■ Supplied records ■
□ □ □ □

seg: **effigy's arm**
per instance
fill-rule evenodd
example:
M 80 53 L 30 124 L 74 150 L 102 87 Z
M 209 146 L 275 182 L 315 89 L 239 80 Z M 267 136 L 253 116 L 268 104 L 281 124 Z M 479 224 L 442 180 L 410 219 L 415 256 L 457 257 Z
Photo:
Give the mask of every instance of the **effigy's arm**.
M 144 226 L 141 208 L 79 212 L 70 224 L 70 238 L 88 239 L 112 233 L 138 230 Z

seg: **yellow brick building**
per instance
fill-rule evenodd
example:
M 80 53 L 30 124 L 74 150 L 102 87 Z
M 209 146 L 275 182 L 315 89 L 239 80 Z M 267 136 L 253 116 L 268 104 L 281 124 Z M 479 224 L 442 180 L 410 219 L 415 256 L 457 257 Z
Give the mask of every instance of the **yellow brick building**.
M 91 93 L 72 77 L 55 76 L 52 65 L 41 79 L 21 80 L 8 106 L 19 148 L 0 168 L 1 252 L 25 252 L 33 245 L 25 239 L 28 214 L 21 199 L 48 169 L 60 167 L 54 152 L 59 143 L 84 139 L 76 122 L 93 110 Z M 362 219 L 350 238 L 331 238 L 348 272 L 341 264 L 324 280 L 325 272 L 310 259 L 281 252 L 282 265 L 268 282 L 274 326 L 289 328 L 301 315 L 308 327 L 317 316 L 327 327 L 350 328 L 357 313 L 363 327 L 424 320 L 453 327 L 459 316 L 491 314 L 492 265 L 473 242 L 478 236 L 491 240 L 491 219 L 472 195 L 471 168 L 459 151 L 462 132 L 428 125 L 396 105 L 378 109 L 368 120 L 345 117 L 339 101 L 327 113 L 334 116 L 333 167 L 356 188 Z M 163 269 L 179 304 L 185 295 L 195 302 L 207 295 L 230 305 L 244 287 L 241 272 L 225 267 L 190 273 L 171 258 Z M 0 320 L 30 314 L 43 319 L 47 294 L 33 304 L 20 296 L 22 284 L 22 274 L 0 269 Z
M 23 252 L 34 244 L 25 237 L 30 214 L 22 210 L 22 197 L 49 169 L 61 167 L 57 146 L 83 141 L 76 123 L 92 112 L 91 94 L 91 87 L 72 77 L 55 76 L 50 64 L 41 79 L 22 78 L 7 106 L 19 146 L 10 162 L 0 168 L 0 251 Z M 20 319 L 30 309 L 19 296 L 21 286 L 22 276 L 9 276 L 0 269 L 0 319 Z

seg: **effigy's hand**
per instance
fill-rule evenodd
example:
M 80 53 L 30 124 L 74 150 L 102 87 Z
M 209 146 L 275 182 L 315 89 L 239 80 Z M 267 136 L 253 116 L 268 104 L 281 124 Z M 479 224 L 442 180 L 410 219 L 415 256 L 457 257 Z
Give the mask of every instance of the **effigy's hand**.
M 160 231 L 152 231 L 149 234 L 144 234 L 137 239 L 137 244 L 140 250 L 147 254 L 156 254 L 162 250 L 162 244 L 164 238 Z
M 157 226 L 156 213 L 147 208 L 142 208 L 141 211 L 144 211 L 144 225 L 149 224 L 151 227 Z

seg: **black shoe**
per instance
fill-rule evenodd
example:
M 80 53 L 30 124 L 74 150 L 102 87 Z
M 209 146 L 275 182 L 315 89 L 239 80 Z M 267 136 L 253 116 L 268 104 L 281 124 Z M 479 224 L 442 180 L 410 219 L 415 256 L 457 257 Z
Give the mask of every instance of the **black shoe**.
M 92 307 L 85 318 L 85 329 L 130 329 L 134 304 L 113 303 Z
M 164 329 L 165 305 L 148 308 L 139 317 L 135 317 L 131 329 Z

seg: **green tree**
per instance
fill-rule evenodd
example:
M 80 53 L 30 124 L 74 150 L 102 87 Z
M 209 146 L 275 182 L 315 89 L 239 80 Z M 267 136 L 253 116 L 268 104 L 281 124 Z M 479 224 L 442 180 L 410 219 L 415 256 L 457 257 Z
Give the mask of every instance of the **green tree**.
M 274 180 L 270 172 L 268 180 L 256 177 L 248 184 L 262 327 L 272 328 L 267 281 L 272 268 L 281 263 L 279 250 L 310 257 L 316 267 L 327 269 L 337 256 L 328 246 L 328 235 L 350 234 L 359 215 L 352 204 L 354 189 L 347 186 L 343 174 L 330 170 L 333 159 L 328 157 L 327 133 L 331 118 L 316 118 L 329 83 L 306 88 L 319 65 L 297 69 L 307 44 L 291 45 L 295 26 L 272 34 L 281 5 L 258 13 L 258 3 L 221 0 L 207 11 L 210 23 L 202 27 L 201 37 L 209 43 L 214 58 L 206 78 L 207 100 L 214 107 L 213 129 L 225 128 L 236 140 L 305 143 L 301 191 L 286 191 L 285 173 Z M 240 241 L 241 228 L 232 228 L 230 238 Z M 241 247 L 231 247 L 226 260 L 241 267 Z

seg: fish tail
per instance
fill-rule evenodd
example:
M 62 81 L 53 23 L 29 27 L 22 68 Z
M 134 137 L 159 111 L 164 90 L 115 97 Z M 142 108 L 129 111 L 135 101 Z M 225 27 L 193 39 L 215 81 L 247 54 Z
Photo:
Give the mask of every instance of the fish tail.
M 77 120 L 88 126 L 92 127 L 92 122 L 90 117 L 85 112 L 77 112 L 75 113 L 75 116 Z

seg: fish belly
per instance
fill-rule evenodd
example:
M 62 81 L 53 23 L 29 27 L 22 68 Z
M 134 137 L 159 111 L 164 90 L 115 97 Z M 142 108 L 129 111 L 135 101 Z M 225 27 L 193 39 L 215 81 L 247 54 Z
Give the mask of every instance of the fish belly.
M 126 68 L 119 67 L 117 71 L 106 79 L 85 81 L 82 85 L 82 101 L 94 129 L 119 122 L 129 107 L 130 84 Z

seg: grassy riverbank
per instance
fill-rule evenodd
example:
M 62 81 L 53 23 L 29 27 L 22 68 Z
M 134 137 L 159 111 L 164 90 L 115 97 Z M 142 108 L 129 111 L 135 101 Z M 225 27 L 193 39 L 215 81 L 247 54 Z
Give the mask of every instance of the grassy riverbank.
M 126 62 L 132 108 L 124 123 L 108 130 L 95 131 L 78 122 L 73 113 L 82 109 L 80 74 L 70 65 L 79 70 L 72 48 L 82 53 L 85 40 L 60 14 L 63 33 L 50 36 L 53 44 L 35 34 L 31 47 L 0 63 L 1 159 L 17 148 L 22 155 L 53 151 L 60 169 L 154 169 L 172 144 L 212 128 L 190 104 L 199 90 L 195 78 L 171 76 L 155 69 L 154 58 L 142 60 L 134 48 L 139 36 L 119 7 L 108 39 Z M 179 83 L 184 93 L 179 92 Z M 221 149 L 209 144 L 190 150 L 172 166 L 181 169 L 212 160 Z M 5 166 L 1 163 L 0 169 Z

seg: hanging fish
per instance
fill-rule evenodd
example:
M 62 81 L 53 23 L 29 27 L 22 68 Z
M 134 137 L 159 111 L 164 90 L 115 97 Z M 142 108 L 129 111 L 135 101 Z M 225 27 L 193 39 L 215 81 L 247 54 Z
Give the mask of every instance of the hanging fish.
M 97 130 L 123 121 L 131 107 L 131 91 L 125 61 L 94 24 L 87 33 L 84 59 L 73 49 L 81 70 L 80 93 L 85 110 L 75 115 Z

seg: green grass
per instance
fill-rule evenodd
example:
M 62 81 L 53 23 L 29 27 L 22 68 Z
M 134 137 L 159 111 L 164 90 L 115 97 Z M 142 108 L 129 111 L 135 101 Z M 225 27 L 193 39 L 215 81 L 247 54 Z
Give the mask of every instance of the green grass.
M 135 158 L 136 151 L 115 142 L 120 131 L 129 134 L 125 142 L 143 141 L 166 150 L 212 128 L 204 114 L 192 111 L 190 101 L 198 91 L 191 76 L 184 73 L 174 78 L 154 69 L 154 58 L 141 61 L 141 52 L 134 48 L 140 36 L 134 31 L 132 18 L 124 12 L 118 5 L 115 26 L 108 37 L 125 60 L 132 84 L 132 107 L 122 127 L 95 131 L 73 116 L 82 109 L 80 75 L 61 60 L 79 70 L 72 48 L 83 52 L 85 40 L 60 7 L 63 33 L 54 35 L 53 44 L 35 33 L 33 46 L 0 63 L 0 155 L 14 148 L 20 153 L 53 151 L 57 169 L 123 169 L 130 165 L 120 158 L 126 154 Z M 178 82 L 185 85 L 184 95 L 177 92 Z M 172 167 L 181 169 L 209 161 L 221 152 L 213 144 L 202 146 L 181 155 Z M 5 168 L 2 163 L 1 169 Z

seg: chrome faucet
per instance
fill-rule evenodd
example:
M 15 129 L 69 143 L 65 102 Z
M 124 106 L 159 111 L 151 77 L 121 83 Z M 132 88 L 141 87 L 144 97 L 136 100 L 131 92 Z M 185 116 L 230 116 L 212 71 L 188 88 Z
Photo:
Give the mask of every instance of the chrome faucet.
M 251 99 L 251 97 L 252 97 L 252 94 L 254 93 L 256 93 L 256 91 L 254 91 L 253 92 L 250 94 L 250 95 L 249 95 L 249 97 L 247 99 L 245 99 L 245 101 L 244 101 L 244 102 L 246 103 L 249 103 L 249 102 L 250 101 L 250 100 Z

□ □ □ □

■ Brief ■
Return every line above that contains the string "effigy", treating uppercase and lowercase letters as different.

■ Result ■
seg: **effigy's arm**
Give the mask of every instance of the **effigy's arm**.
seg: **effigy's hand**
Give the mask of every instance of the **effigy's hand**.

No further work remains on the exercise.